Render the records as a Markdown table with two columns, Row and Line, one row per line with blank lines omitted. Start with the line containing "Each instance of the yellow paint" and continue through the end of the records.
=====
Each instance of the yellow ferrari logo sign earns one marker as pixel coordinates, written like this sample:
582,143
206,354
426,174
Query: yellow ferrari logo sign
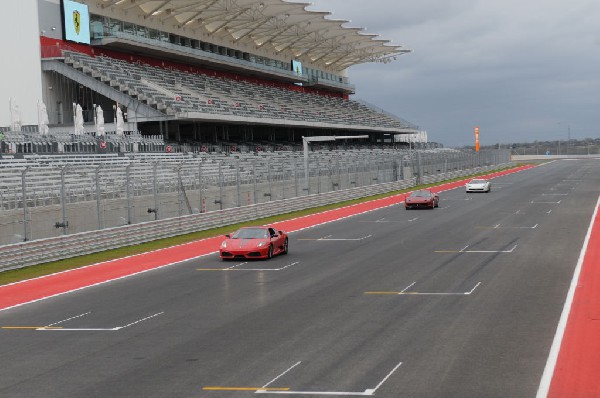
77,21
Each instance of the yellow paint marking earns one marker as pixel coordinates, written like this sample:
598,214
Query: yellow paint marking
31,327
243,389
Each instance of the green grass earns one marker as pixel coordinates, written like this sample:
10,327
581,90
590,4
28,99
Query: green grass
81,261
=====
Written answer |
| Row | Line |
|---|---|
| 1 | Each instance of the yellow paint marking earns one marker as pixel coordinates, written like this sample: |
| 2 | 598,214 |
| 3 | Query: yellow paint marking |
| 4 | 31,327 |
| 5 | 243,389 |
| 6 | Each instance of the green grass earns one marker as pixel coordinates, written like this sample: |
| 7 | 10,327 |
| 8 | 581,90 |
| 9 | 590,4 |
| 10 | 28,99 |
| 11 | Query: green grass |
| 12 | 81,261 |